**Vos consignes**
1: Relevez, dans le texte sur l'indemnisation des victimes de l'amiante, chaque groupe nominal où apparaît le mot « amiante ». Citez-les dans l'ordre où ils apparaissent.
2: Prolongez le texte sur l'indemnisation des victimes de l'amiante à la suite de sa dernière phrase.

**Texte présenté**
Vous interrogez le Gouvernent sur les cancers liés à l'amiante. Comme vous le rappelez, la justice a été saisie, et il ne m'appartient pas de commenter ses décisions.

Il est très important d'indemniser les victimes pour le préjudice qu'elles ont subi. C'est la raison pour laquelle le Fonds d'indemnisation des victimes de l'amiante, le FIVA, a été créé voilà plus de quinze ans. La branche accidents du travail-maladies professionnelles indemnise les maladies liées à l'amiante à hauteur de près de 2 milliards d'euros par an.

**Contenu des données**

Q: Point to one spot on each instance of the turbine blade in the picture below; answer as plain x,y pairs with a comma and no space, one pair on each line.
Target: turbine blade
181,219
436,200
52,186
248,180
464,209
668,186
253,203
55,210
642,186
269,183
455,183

---

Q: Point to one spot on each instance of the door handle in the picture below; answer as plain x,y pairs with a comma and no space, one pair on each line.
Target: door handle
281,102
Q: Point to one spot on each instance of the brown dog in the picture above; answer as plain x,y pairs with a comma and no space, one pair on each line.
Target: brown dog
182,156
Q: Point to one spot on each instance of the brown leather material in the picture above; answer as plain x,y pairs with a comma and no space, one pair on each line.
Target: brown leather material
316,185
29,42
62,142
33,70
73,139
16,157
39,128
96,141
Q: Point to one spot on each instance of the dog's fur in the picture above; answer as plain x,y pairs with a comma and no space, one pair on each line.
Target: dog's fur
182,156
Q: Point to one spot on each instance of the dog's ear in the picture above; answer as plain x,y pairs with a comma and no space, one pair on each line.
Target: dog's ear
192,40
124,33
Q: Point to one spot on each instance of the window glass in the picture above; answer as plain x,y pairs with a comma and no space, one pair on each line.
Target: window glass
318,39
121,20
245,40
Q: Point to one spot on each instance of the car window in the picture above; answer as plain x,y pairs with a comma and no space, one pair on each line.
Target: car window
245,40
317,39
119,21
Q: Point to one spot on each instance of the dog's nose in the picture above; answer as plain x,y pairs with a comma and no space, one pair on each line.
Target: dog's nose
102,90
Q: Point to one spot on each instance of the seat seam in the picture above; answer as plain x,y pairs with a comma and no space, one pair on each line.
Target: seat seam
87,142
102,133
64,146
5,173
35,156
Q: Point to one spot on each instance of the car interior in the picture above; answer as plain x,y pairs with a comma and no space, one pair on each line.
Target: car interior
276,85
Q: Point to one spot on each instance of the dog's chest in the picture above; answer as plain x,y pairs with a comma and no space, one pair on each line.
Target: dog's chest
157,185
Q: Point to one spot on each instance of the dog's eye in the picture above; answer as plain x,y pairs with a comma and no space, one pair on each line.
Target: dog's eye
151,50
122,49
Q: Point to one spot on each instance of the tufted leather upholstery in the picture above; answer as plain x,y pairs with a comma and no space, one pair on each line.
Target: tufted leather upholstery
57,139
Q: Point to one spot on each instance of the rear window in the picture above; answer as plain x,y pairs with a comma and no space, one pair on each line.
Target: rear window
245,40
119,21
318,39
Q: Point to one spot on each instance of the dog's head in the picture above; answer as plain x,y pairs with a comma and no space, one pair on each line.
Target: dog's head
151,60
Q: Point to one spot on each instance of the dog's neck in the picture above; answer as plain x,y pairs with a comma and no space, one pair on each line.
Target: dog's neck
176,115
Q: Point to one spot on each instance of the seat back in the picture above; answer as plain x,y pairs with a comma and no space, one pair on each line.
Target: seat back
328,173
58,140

**Résultats de l'exercice**
1:
- les cancers liés à l'amiante
- le Fonds d'indemnisation des victimes de l'amiante
- les maladies liées à l'amiante

2:
Il s'agit d'un enjeu majeur de santé publique, puisque l'exposition aux fibres d'amiante est aujourd'hui la deuxième cause de maladies professionnelles et la première cause de décès liés au travail, hors accidents du travail. Chaque année, entre 4 000 et 5 000 nouveaux cas de maladies liées à l'amiante sont détectés, dont environ 1 000 cancers. Il s'agit d'une maladie à déclaration obligatoire, qui fait l'objet d'un suivi très particulier par l'Agence nationale de santé publique. Ce suivi a été récemment réorganisé, notamment pour permettre une surveillance exhaustive des mésothéliomes, afin de pouvoir réagir à cette « épidémie » de pathologies liées à l'amiante, d'affiner notre connaissance de l'évolution de ces maladies et d'améliorer la recherche.

Depuis l'interdiction de l'usage de l'amiante, de nombreuses dispositions législatives et réglementaires ont été adoptées pour protéger le mieux possible les travailleurs.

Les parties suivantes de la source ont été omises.